## Work to be completed
In the material from its start up to and including the line containing "113), (298, 115)]", can you substitute "golden hair" for "blonde hair", change nothing else, and give those lines back without the pictures?

— begin Data provided —

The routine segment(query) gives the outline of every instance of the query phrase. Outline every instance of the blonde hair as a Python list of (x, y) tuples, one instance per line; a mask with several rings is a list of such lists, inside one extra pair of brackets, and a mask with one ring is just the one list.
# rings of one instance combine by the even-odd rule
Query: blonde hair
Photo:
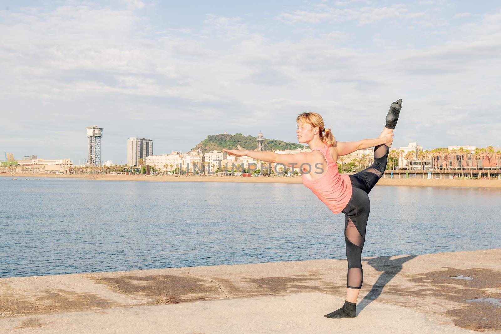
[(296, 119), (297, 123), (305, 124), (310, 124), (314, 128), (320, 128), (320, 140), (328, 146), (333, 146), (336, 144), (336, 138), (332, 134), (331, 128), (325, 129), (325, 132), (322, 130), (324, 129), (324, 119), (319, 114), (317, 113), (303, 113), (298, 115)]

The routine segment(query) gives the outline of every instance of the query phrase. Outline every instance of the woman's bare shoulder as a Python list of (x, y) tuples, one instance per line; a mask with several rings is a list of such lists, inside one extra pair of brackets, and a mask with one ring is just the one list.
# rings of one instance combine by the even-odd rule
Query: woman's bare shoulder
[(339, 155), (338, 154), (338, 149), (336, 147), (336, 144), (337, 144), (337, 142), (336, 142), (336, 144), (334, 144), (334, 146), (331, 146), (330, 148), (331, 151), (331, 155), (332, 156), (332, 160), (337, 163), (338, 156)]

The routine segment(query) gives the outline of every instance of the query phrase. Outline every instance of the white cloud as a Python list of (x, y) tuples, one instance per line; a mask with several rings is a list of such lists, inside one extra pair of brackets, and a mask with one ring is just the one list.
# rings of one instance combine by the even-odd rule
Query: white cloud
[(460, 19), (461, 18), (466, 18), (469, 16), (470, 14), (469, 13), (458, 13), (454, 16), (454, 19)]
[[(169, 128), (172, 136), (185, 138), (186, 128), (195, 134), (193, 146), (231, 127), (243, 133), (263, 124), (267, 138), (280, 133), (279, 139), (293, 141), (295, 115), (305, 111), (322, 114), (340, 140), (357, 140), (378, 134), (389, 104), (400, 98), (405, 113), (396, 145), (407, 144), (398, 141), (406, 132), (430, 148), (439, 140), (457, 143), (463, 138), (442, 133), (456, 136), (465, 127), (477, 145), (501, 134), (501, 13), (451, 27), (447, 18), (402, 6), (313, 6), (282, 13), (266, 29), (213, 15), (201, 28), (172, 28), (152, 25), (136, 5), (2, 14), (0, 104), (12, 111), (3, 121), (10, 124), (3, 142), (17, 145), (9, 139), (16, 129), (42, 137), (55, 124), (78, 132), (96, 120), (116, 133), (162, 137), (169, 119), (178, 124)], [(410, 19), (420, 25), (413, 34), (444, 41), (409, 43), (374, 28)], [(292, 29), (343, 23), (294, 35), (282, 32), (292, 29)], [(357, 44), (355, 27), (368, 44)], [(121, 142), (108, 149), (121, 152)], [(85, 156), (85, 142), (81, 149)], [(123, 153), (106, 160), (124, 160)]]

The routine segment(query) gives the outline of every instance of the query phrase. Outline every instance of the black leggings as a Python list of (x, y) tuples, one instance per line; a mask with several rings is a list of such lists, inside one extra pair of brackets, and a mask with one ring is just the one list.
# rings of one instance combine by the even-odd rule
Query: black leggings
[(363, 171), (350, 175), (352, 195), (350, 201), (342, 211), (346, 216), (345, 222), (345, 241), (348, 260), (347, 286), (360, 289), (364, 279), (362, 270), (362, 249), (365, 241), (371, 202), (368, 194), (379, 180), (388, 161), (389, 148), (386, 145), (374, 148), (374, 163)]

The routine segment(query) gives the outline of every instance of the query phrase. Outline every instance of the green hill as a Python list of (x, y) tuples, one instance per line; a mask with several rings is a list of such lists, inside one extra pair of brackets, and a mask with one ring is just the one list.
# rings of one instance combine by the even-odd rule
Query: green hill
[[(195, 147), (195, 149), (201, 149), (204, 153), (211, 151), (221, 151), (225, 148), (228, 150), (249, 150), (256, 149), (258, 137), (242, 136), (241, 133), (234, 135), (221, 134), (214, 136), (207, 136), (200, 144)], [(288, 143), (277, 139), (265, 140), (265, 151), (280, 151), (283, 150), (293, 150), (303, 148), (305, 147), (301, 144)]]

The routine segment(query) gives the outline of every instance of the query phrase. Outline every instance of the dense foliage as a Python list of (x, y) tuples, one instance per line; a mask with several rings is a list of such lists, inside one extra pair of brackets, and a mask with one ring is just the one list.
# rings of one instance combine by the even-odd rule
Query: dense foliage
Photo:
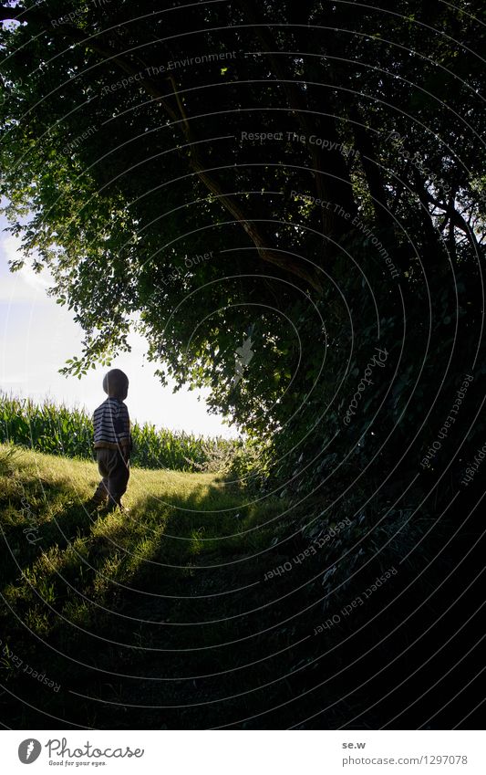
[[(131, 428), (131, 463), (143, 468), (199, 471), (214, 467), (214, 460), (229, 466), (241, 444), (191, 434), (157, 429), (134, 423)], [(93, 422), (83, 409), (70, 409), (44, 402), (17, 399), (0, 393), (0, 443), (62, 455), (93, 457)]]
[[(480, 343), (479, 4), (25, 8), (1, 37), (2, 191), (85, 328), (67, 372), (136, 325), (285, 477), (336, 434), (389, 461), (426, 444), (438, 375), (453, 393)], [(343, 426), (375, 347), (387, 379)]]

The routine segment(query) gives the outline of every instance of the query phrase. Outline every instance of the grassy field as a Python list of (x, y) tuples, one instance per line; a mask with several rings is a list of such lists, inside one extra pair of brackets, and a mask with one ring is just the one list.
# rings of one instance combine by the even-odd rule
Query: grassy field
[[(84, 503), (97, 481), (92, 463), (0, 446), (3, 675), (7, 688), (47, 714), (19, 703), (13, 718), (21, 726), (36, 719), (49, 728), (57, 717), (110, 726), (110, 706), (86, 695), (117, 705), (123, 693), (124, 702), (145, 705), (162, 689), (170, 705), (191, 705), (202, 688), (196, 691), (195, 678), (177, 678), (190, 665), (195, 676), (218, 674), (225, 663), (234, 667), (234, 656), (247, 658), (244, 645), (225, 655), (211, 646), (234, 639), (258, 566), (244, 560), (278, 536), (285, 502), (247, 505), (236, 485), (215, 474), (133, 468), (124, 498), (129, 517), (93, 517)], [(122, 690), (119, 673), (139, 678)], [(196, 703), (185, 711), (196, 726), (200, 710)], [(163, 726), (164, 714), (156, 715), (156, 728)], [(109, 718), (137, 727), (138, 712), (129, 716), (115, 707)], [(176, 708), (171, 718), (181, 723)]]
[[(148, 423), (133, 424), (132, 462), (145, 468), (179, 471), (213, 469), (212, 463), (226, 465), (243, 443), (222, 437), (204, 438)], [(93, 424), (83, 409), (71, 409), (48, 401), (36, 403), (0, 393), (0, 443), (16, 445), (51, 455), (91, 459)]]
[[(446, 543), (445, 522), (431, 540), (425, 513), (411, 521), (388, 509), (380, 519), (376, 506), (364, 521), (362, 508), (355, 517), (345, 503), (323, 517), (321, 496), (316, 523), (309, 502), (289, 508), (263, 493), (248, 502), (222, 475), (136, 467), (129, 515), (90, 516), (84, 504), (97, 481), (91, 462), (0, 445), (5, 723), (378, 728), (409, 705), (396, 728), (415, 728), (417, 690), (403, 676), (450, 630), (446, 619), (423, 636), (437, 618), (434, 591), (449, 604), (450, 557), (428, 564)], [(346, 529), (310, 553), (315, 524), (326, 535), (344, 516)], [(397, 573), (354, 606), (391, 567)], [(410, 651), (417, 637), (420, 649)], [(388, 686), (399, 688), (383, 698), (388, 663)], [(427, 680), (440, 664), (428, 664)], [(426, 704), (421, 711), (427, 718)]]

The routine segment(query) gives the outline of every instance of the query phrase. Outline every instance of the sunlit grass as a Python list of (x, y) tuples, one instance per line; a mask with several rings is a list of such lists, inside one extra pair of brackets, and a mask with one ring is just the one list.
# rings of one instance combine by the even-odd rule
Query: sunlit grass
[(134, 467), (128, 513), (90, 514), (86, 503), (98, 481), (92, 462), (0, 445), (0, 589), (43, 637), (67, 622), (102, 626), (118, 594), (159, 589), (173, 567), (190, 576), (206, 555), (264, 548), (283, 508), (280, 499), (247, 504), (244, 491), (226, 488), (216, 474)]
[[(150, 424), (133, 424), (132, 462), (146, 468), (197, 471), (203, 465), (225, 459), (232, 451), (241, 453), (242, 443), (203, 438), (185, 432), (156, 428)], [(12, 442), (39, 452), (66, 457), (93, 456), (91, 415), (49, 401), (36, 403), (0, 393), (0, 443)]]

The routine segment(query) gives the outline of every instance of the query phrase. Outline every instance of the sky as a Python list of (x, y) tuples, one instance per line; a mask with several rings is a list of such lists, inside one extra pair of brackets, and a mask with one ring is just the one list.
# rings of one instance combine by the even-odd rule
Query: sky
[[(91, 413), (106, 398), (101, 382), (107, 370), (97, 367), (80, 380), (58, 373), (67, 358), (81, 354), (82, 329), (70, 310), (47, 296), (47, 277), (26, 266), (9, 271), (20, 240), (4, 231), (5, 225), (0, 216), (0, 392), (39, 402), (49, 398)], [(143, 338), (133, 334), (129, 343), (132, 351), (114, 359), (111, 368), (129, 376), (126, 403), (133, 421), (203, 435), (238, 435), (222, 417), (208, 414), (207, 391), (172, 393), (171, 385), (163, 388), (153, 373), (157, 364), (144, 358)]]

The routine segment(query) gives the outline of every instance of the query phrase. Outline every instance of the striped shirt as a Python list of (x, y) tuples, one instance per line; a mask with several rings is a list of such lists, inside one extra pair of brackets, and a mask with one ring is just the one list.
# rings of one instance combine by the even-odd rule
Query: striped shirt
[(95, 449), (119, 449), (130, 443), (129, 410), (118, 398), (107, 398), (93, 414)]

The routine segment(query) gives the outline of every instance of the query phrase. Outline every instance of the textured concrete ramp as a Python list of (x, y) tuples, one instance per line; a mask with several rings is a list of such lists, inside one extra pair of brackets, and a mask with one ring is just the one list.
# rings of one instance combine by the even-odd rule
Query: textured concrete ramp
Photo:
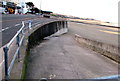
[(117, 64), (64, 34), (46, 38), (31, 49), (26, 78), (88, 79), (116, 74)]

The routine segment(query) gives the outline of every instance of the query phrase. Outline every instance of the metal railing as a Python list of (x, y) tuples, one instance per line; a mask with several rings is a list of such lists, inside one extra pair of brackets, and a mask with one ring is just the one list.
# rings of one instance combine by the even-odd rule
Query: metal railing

— end Data provided —

## Expected answer
The routine segment(query) gives the outline of every instance of the query phrase. Outline every instance of the golden hair as a Python list of (x, y) tuples, one instance per line; a mask with several rings is a list of such lists, inside one extra pair of brackets, and a mask with one ring is just the one list.
# rings of one instance combine by the even-odd rule
Query: golden hair
Photo:
[(296, 119), (297, 123), (305, 124), (310, 124), (314, 128), (320, 128), (320, 140), (328, 146), (333, 146), (336, 144), (336, 138), (332, 134), (331, 128), (325, 129), (325, 132), (322, 130), (324, 129), (324, 119), (319, 114), (317, 113), (303, 113), (298, 115)]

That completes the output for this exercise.